[Collection entries]

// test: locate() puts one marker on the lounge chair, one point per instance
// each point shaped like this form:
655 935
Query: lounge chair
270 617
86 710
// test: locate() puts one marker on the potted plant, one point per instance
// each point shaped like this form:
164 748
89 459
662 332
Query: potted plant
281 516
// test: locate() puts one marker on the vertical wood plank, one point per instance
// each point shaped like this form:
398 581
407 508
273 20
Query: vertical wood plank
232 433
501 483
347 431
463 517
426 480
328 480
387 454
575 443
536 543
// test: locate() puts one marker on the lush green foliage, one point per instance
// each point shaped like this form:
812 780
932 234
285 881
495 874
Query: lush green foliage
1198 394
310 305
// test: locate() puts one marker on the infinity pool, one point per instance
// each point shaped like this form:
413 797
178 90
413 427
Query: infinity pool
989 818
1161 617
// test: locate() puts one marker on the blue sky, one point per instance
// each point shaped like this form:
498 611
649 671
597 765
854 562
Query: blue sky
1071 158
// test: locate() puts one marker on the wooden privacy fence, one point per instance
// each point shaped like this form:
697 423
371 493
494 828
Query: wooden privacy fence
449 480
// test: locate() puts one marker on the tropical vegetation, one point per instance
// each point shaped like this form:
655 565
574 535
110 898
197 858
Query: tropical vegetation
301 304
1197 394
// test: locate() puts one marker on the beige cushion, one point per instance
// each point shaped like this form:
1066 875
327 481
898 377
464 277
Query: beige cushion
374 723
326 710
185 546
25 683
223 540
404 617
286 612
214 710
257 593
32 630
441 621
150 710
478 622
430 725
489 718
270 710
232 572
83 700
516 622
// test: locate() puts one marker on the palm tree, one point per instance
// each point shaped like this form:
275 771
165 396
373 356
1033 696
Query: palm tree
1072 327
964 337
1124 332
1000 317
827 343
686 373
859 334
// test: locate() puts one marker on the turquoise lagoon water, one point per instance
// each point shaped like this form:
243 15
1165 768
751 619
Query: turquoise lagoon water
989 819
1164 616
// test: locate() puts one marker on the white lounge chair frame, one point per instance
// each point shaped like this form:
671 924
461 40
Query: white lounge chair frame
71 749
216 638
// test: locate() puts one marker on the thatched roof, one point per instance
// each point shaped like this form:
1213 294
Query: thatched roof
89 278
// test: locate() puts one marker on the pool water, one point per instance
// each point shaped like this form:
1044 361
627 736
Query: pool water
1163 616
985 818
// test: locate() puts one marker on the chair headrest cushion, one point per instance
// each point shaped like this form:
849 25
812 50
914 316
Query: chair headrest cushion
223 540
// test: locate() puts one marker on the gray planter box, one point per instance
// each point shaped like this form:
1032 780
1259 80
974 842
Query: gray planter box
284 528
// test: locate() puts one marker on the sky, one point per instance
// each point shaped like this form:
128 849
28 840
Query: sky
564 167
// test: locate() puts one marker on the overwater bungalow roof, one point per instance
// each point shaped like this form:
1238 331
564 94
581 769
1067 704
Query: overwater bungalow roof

AIM: Starting with the line that contains "the sky, one point per instance" and going on through the end of the data, write out every one of those lines again in full. Shift each coordinate in the answers by -42 and leave all other numbers as they are.

ANSWER TO THE TASK:
// test: locate() puts one marker on the sky, one point per instance
// each point shaped like this form:
128 849
28 840
Query: sky
522 125
// test: locate() puts one marker on the overwater bungalow roof, one point per instance
// each point shaped like this form:
1238 331
564 94
581 769
1067 704
Query: overwater bungalow roof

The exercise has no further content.